Data items
§ §

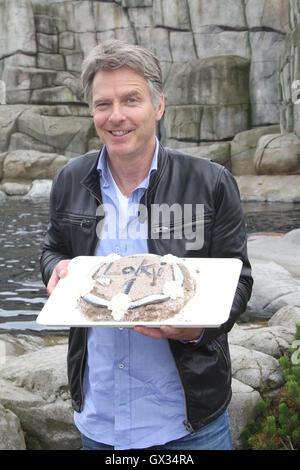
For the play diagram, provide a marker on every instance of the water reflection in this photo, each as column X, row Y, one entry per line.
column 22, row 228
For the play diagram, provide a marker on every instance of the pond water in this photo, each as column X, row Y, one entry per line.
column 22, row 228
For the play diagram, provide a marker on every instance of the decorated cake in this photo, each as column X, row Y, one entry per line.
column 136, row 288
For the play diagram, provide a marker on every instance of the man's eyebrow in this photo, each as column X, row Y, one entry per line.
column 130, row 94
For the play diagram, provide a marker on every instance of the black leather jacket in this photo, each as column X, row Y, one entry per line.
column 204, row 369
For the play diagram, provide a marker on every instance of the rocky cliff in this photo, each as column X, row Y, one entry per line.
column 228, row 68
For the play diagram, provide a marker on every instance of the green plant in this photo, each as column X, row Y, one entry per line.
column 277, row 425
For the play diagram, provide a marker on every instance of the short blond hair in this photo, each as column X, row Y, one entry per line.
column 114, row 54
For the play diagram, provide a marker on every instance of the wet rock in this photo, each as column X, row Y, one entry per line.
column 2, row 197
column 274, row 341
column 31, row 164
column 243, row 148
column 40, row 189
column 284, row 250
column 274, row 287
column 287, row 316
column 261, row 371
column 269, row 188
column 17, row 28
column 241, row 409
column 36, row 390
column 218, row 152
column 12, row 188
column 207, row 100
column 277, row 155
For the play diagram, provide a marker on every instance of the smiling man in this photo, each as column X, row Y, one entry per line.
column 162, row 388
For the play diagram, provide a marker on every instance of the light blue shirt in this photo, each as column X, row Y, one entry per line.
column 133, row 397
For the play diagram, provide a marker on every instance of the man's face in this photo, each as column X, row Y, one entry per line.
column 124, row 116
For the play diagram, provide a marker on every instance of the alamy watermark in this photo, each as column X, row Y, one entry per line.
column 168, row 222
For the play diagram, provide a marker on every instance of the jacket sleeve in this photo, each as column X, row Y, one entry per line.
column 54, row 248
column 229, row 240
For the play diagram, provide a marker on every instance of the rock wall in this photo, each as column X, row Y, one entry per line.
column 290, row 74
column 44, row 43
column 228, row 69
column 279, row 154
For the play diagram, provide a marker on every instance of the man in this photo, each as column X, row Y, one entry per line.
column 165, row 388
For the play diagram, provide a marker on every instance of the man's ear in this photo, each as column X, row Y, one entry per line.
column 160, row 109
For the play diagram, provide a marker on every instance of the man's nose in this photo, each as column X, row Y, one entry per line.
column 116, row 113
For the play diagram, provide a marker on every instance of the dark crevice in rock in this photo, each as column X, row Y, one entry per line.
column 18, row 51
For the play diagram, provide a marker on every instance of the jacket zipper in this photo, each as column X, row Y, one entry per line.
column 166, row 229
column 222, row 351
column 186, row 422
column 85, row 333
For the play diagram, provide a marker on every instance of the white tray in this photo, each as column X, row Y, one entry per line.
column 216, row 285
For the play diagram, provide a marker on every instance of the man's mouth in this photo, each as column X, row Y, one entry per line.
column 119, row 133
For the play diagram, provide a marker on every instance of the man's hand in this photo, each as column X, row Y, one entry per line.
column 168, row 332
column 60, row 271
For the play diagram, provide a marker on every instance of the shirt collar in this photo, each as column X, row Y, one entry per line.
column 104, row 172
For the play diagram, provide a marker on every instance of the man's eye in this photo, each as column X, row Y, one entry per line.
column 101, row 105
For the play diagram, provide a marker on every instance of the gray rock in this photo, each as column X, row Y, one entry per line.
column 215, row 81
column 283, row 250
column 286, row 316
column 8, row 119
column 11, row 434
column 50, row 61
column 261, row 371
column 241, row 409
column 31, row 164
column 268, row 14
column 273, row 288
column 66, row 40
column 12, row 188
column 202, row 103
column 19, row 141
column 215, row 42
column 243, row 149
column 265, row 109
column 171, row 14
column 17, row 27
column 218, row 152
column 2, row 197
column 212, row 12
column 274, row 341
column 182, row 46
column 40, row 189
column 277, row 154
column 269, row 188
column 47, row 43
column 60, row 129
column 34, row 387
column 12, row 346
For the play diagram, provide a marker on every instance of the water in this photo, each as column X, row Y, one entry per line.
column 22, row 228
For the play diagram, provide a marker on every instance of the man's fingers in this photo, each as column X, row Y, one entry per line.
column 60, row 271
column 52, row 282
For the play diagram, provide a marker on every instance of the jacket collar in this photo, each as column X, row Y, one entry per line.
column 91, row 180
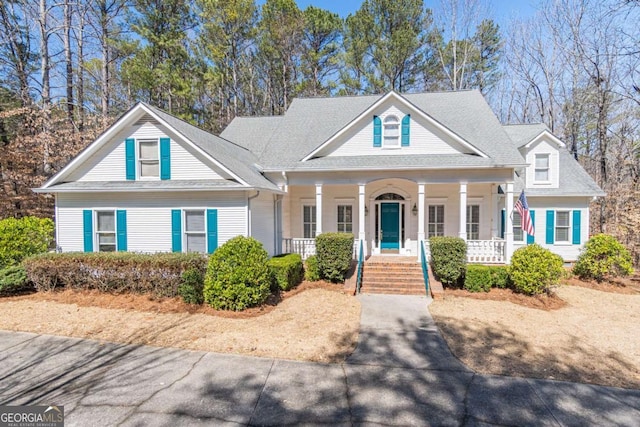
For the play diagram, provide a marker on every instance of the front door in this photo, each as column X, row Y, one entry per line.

§ §

What is required -> What is needed is a verbatim copy of every entry, with the pictures omitted.

Reply ->
For the play diagram, provide a marker on every instance of the water reflection in this photo, each as column X, row Y, one entry per line.
column 22, row 228
For the play diagram, provide a marker on every instance of the pond water in this photo, each as column X, row Y, one entry per line.
column 22, row 228
For the play diagram, provide a marker on every instance of the decorated cake in this photo, each as column X, row Y, one entry per line.
column 136, row 288
For the play diagram, provide a marker on every instance of the man's eyebrow in this photo, each as column X, row Y, one entry per line.
column 130, row 94
For the play diagram, provide a marker on every instance of the black leather jacket in this photo, each as column X, row Y, one entry per line.
column 204, row 369
For the play diagram, provide a marker on every instance of the rocky cliff in this photo, each as column X, row Y, one entry per line.
column 228, row 68
For the play diagram, provide a marker on every instance of the green plant in this photo, each as column X, row Y, one entry per line.
column 277, row 425
For the play diagram, provide a marker on every instance of the short blond hair in this photo, each as column X, row Y, one entry per line.
column 114, row 54
For the play diagram, provide a marker on every instance of the wet rock in this photo, each as column X, row Y, one entry per line.
column 2, row 197
column 274, row 341
column 31, row 164
column 243, row 148
column 40, row 189
column 284, row 250
column 274, row 287
column 287, row 316
column 261, row 371
column 269, row 188
column 17, row 28
column 241, row 409
column 36, row 390
column 218, row 152
column 12, row 188
column 207, row 100
column 277, row 155
For the play diagram, provide a marker on every instance of the smiling man in this photo, each as column X, row Y, one entry per line.
column 162, row 388
For the play diagram, provide a marker on every instance of the light blue shirt in this photo, each as column X, row Y, one entry per line.
column 133, row 397
For the play diagram, provide a marker on every instance of the man's face in this photo, each as column X, row Y, one entry per line.
column 124, row 116
For the play diagram, provide a marker on every instance of the alamy watermark in this photo, each as column X, row Y, one entry per line.
column 168, row 222
For the play diagram, provide a marker on every instance of the jacket sleeve in this photo, each as column X, row Y, one entry per line.
column 54, row 248
column 229, row 240
For the play diagram, provide a marker on every instance of the rock wall in this photo, each as column X, row Y, one entry per line.
column 290, row 74
column 44, row 43
column 228, row 69
column 279, row 154
For the play diagram, provide a marker on every instance of the man in this photo, each as column X, row Y, one entry per line.
column 165, row 388
For the play diagram, provide a marker on every instance of the man's ear in this photo, each as column X, row Y, one entry per line.
column 160, row 109
For the play diagram, provide a marker on every instance of the man's nose in this photo, each as column X, row Y, one entry per line.
column 116, row 113
For the play diagram, provide a marker on every instance of the dark crevice in rock in this photo, each as column X, row Y, one entry per line.
column 18, row 51
For the play diagram, provide a marker on every instance of the jacket zipper in this photo, each as column X, row Y, one entry per line.
column 166, row 229
column 222, row 351
column 186, row 422
column 85, row 333
For the play diagram, provide a marker on every instance of the white tray in this photo, each as column X, row Y, one entry per line.
column 216, row 285
For the play diagram, provide a marker on every instance of the man's mouth in this photo, each as column X, row Y, one entry per line.
column 119, row 133
For the play diagram, provide a marker on every instance of the man's hand in this photo, each as column X, row Y, one entry per line.
column 168, row 332
column 60, row 271
For the play diagram, provide a marker on every instance of the shirt collar in this photo, each as column X, row Y, one entry per line.
column 104, row 172
For the play diagram, provide a marker on every instance of the man's eye in this photo, each as column X, row Y, one entry per line.
column 101, row 105
For the play diagram, provide a marker on every instance of the gray rock in this photo, each as column X, row Y, one entry per line.
column 215, row 81
column 283, row 250
column 286, row 316
column 8, row 119
column 11, row 434
column 50, row 61
column 261, row 371
column 241, row 409
column 31, row 164
column 268, row 14
column 273, row 288
column 66, row 40
column 12, row 188
column 202, row 103
column 19, row 141
column 215, row 42
column 243, row 149
column 265, row 109
column 171, row 14
column 17, row 27
column 218, row 152
column 2, row 197
column 212, row 12
column 274, row 341
column 182, row 46
column 40, row 189
column 277, row 154
column 269, row 188
column 47, row 43
column 60, row 129
column 34, row 387
column 12, row 346
For the play diagram, provide a marker on every instance of the water in this photo, each as column X, row Y, one entry per line.
column 22, row 228
For the play diagram, provide a marker on every instance of the man's fingers in this photo, each as column X, row Y, one entry per line.
column 60, row 271
column 52, row 282
For the play diagram, provide a marker on every instance of the jacket collar in this photo, each as column X, row Y, one entry per line.
column 91, row 180
For the play diagram, provide a marker on every instance of the front door in this photo, each as column X, row Y, one entry per line.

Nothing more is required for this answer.